◆ Activity:
Every line of the listing below is to be repeated exactly; the pictures stay out.

---+---

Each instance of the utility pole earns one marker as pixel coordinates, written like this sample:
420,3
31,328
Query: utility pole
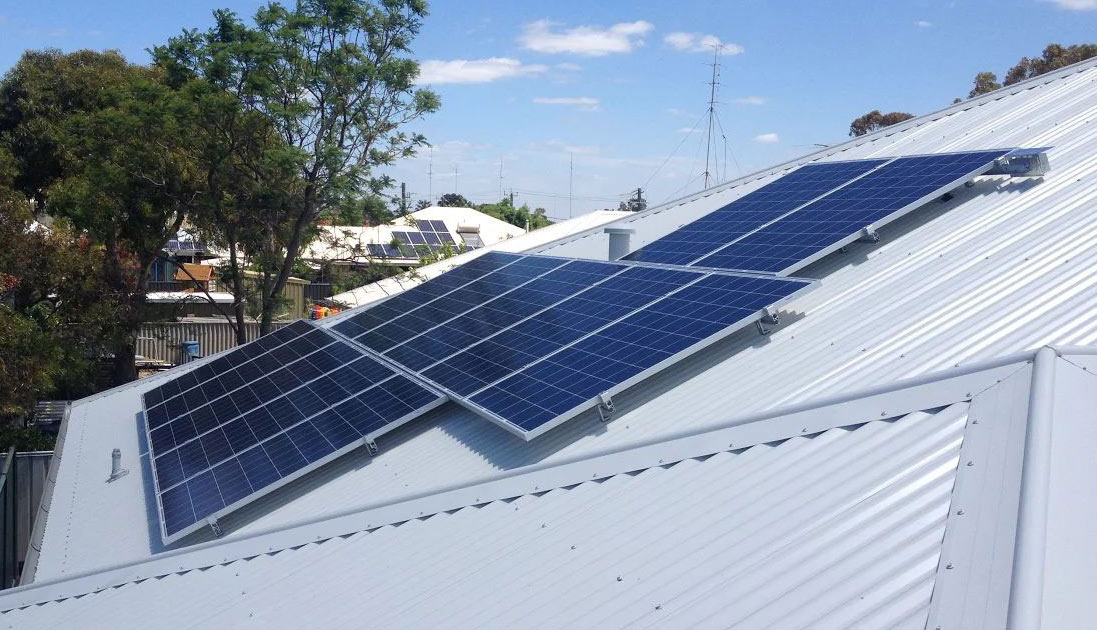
570,179
712,108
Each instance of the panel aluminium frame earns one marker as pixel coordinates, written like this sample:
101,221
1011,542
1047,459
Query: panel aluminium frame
879,223
595,401
212,519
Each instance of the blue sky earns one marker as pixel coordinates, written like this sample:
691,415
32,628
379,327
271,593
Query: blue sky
617,87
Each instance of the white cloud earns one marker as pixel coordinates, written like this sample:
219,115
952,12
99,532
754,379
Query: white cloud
585,103
590,41
699,43
750,101
1075,4
558,145
475,70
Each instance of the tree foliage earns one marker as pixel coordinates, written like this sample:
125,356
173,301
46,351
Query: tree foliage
454,200
874,121
334,80
95,144
1054,56
984,82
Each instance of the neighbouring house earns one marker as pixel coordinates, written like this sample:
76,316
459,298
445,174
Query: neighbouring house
406,240
908,446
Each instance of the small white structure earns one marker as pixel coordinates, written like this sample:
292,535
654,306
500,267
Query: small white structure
406,239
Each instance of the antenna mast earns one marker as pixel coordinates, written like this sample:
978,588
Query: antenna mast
712,108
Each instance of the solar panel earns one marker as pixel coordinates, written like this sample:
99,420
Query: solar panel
476,338
264,414
549,391
837,218
750,212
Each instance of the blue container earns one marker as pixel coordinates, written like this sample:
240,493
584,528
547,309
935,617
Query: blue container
189,351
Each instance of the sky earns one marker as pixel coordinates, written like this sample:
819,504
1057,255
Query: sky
575,104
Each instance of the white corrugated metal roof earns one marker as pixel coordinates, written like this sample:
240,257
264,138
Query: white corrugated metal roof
1006,265
348,243
810,518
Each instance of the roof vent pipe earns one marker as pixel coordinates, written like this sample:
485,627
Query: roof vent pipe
116,470
619,242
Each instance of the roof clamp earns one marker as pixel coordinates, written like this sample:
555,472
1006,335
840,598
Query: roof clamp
769,317
604,406
869,235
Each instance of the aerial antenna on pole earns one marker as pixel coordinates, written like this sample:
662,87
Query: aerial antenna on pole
712,109
570,178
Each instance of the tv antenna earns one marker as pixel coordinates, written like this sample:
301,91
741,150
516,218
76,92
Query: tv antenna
712,110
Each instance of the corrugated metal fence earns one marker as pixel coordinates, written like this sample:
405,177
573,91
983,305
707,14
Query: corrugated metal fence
22,481
160,340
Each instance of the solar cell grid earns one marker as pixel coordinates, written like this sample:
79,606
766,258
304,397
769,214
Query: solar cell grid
813,229
750,212
607,359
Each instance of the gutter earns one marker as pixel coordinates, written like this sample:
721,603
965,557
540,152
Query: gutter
1026,592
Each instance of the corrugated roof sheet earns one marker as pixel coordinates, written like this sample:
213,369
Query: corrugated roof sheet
1004,266
839,529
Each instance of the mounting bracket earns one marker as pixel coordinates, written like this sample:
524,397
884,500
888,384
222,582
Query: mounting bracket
604,406
869,235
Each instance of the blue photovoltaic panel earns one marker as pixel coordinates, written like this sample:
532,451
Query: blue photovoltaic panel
750,212
376,315
263,414
572,379
811,231
547,332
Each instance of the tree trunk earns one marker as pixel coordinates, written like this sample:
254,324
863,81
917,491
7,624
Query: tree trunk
238,297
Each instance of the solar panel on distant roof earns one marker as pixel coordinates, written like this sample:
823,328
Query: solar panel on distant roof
826,224
264,414
750,212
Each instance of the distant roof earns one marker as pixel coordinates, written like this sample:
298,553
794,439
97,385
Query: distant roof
554,233
350,243
1001,267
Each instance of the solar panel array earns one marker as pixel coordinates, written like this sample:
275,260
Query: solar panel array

---+---

◆ Response to the task:
Each instance of the utility pole earns one marker as pixel coordinates, written like this sample:
420,3
31,328
Query: utility pole
570,179
712,108
Each instance of the panel aluminium frame earns one marker as pixel coordinates, written like this sample:
101,221
1011,542
1047,459
Query: panel aluminium frame
879,223
595,401
212,519
Each instance of the blue sky earns one marker as pixel coordinates, written like this sample:
691,415
32,628
379,327
271,593
Query: blue sky
617,87
Each instance of the white cloud earns one marker as pixel coordinates, written like this sample:
219,115
952,12
99,532
754,379
Query: white cloud
585,103
590,41
699,43
750,101
1075,4
558,145
475,70
Each instance of the tree foliage earns one marker as pixel coordinates, written like this sample:
125,356
173,301
46,351
Query: tree foliage
454,200
874,121
334,80
95,144
1054,56
984,82
Each instance of the neighbouring house earns one marker as pixel coordinates, written like this sample:
76,316
459,298
445,174
Query: neighbouring house
406,240
908,446
Each instance of the small white structure earns one marker as pixel coordinates, written like this sample:
292,535
654,306
500,267
Query: small white structure
406,239
Each instance of the antenna mast earns one marker as pixel coordinates, written like this sample:
978,588
Query: antenna mast
712,108
Each instance of the solar panel earns one marker as pixel coordinates, written like this sample:
99,420
Query: solar panel
476,338
264,414
549,391
837,218
750,212
Each instance of the blue container earns one marker as pixel coordinates, written like this sample:
240,493
584,528
547,309
935,617
Query: blue container
189,351
Each instance of the sky earns one marker as pixel coordinates, written like this sample:
819,504
1057,255
Query: sky
575,104
Each instance of the white corrugated metal roof earns one marker as pixel coordinates, written like this sample:
240,257
264,138
Query: white corrugated metal roof
1006,265
348,243
810,518
Each instance of the roof vent pipe earns one marker as pixel coordinates, written like this sample:
485,627
Query: roof vent pipe
116,470
619,242
Each instance of the roof clamp earns one marker as pixel coordinates, written like this sample:
555,472
1006,335
840,598
Query: roof clamp
769,317
604,406
869,235
Each instance of the aerial antenna on pole earns one marker as pixel coordinates, written like this sample:
662,87
Query: aerial antenna on pole
712,109
570,178
Each instance of the tv antenna earns one marker as pixel coordinates, written like this sample:
301,91
741,150
516,218
76,92
Query: tv antenna
712,110
Each instance of the corrugated metal fence earns one marker as pixel coordinates, written like this sample:
405,177
573,91
983,305
707,14
Query: corrugated metal fence
22,481
160,340
Each instance of the solar cell grid earns one marker as pixel coordinates, written like this sample:
79,606
766,258
304,397
769,214
Query: solar cell grid
813,229
750,212
607,359
Each instance of the gutter earns one marker as pixel coordinates, written like this sample:
721,603
965,557
540,152
Query: gutter
1026,592
Each instance of the corrugated roof sheet earns one marker as pixel coordinates, written like this sample:
213,369
Query: corrugated roof sheet
1004,266
839,529
Each instance of the mounting bracket earns one marker as pixel coordinates, written like this sample:
524,397
884,500
888,384
222,582
Query: mounting bracket
604,406
869,235
Each instance of the blue photovoltaic panel earns one marker as pixel coordinates, written like this sample:
532,451
Query: blue photovoltaic panel
750,212
376,315
263,414
572,379
811,231
547,332
Each instance of the tree trunk earns one marker as pixel coordinates, written like this sample:
254,324
863,81
917,491
7,624
Query: tree trunk
238,297
Each instance of the solar panel on distant roof earns one marker as pixel coordinates, written like this sample:
823,328
Query: solar panel on distant roof
826,224
264,414
750,212
Each instance of the distant roof earns one marker as pixel coordinates, written like this sample:
298,553
794,439
97,385
Query: distant roof
554,233
350,243
1001,267
Each instance of the solar panel array earns one marker as pixel coordinates, written like this sample:
275,260
Query: solar panel array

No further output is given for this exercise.